**Try it:**
In the text about the surgeon's news, copy the passage from "I have yet to" to "was quiet outside.", substituting "chart" for "clipboard".

| back & forth |
September 18, 2018 @ 12:08 a.m.
I have yet to pick the series up again.

Uh, let’s talk outside, he says. No, I scream in my head, here is fine. I tell Athan to stay seated and follow a nurse carrying a clipboard. It was quiet outside.

The surgeon tells me he missed the diagnosis. He goes through his phone in earnest, explaining, astonished they all missed it. He pushes the iPhone towards me and I see a bird. What is that dish, bakalut… no, balut. It’s a picture of balut. I must have made a face because he subtly backs off, quickly tells me she is fine, just needs my signature on some forms to proceed with the repair. Wanted to show me the mass. He’s not earnest, he’s passionate about his work and I can’t focus. The nurse hands me the clipboard with a reassuring smile, speaks about the next steps. I don’t listen, I'm looking for the dotted line. Where was I suppose to sign?… It was good news, well, better news than what was expected. There were still biopsies to be made because that fluid worried him. It might be ovarian, he mutters, scrutinizing the picture. She’s fine, but she’s not out of the woods yet, he says to the phone screen, like I had to know but did not want me spooked. I definitely must have made a face.

**Information given:**
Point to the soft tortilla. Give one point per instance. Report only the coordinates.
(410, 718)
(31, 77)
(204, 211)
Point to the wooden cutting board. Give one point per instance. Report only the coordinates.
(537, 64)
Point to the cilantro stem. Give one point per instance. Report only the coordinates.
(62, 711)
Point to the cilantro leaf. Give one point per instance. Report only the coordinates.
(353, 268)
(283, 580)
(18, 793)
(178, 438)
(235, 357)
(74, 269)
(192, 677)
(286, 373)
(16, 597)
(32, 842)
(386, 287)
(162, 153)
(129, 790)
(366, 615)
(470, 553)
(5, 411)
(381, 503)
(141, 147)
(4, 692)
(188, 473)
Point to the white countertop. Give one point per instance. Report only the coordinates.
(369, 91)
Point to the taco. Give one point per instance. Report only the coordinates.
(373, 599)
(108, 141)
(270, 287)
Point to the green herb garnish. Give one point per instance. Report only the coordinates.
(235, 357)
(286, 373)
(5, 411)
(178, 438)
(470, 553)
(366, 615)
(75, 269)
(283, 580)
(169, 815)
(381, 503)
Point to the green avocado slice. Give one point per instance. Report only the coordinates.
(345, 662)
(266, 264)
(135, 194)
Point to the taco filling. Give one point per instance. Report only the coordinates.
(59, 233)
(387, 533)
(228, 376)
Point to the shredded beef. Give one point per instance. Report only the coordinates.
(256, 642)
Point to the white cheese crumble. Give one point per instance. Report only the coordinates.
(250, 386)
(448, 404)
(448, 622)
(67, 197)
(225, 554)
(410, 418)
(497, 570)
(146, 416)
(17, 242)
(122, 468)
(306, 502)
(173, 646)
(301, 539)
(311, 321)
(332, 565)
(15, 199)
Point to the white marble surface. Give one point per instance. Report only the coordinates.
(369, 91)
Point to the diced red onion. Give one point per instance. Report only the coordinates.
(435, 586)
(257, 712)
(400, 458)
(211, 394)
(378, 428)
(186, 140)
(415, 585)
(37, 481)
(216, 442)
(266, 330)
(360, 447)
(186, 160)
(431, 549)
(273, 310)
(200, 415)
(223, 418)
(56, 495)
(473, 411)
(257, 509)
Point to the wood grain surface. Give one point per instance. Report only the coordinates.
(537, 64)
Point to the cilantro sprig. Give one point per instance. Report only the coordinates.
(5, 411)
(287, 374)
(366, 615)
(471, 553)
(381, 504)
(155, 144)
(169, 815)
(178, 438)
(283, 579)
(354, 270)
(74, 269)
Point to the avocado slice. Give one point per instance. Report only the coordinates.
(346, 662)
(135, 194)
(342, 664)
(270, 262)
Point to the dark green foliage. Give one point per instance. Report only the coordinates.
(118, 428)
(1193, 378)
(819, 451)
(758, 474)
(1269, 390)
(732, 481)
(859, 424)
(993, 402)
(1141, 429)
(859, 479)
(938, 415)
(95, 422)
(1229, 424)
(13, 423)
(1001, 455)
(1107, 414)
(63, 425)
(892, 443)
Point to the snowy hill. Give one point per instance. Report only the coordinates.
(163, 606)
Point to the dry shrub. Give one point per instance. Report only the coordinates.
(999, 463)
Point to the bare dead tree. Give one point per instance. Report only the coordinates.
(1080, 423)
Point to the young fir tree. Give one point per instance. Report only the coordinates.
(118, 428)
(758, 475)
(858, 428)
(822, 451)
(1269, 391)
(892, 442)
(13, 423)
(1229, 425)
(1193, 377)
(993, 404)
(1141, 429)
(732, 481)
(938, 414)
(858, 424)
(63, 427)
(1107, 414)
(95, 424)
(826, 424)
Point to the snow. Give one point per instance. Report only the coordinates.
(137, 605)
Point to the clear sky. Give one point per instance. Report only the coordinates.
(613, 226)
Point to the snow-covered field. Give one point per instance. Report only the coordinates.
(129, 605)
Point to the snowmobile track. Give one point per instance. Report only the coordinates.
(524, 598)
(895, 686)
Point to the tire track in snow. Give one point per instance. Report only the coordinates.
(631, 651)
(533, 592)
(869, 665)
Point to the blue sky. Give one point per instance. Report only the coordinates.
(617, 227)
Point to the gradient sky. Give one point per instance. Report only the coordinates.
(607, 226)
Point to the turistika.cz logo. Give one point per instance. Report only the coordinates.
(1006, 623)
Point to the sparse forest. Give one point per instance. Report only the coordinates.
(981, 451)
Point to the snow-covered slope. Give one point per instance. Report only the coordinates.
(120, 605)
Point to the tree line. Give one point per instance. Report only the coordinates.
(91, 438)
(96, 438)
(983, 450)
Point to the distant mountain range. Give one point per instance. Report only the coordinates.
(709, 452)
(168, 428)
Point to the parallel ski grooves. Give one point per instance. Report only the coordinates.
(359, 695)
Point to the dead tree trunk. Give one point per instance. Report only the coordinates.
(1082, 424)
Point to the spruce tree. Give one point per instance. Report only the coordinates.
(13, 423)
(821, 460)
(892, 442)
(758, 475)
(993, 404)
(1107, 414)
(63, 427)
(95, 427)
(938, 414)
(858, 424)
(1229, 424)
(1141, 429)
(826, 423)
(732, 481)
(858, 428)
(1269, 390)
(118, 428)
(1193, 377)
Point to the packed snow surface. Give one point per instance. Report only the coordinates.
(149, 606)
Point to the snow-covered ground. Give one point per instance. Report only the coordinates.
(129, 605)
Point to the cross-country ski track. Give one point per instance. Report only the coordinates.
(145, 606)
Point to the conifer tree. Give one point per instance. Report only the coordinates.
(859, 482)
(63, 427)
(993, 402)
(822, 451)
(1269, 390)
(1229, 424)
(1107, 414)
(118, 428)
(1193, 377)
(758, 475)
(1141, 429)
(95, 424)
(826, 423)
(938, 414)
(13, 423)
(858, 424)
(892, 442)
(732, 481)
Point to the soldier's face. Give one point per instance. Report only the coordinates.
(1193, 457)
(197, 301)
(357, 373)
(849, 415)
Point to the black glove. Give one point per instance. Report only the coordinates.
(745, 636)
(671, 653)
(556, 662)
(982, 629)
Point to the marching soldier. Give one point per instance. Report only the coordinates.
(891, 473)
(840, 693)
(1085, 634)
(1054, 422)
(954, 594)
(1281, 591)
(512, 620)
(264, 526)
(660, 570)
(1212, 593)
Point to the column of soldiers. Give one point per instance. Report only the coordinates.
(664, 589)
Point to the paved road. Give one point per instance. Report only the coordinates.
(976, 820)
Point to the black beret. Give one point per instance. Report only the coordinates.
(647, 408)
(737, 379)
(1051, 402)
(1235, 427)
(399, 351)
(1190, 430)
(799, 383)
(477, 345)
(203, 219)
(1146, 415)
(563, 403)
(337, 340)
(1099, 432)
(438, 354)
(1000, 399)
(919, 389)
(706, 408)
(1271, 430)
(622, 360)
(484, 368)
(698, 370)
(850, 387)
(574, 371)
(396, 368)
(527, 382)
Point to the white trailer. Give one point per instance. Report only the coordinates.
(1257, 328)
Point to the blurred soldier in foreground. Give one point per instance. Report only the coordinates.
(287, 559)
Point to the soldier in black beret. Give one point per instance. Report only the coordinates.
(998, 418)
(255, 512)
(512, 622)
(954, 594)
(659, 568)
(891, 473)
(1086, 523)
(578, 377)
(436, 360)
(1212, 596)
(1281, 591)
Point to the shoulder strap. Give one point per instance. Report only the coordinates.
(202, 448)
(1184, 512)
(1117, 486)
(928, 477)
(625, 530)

**Response:**
I have yet to pick the series up again.

Uh, let’s talk outside, he says. No, I scream in my head, here is fine. I tell Athan to stay seated and follow a nurse carrying a chart. It was quiet outside.